* _Task details_:
Find each row below that contains the word "window" and copy those rows in full.

* _Provided material_:
* START *
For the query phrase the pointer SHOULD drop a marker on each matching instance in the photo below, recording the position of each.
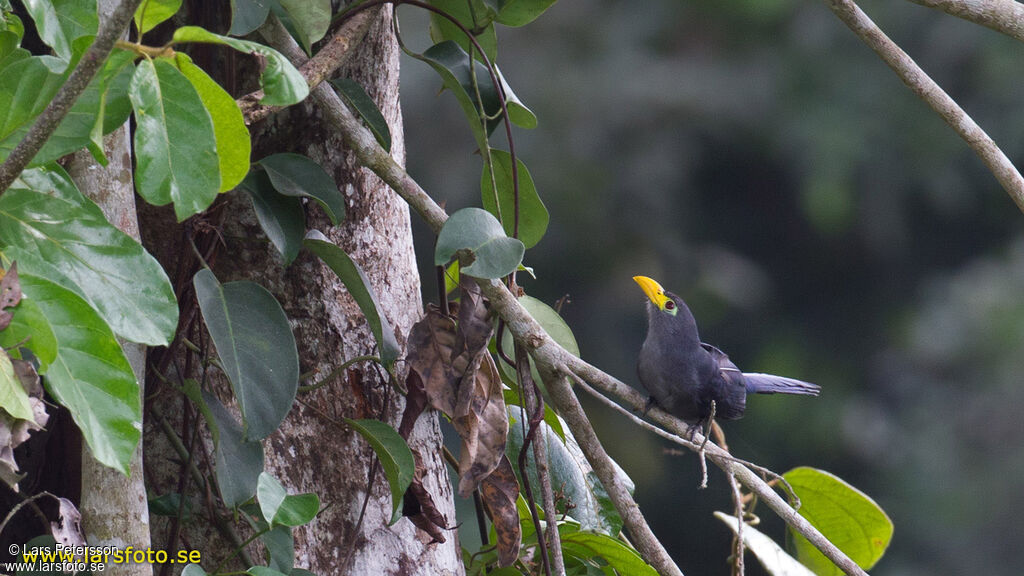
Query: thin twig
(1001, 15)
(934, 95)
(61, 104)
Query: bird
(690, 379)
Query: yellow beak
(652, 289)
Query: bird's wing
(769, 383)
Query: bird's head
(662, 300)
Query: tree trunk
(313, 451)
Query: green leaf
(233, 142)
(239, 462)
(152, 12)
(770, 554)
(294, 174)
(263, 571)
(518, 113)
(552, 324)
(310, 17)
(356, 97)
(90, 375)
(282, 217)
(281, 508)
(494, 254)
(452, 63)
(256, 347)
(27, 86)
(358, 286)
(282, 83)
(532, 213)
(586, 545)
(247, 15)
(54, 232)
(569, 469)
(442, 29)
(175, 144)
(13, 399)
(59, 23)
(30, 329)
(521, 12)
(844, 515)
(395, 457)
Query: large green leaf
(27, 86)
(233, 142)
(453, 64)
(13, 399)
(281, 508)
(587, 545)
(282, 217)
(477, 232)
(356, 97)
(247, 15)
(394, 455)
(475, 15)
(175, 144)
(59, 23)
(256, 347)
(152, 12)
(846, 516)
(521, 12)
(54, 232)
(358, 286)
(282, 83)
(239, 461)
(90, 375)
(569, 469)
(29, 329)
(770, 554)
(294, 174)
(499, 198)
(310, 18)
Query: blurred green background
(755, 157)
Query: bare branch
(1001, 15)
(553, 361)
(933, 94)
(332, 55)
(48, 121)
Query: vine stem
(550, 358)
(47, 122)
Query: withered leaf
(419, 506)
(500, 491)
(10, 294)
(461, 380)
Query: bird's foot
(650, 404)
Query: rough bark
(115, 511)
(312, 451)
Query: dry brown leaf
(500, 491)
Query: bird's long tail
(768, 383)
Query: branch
* END *
* START *
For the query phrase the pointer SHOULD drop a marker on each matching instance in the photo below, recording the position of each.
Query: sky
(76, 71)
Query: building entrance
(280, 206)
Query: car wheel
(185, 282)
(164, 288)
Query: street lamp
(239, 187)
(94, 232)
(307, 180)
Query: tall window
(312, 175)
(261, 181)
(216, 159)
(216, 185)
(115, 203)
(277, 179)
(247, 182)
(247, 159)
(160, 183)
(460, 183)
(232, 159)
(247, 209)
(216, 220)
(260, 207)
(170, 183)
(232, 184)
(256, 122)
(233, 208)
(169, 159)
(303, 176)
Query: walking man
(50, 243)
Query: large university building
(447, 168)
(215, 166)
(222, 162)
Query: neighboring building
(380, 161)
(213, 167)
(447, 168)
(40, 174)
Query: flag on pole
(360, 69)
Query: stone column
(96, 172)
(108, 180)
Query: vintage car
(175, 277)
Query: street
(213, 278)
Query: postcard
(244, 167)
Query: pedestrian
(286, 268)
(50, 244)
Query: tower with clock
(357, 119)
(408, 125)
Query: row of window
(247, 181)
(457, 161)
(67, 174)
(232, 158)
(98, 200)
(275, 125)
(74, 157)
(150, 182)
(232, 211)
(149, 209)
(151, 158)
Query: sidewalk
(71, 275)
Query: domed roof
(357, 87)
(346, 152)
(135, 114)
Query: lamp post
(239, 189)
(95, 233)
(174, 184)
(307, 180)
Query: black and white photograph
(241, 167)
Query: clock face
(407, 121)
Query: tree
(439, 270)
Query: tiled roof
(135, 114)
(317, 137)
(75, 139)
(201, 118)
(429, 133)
* END *
* _Final result_:
Query: tall window
Query: row of window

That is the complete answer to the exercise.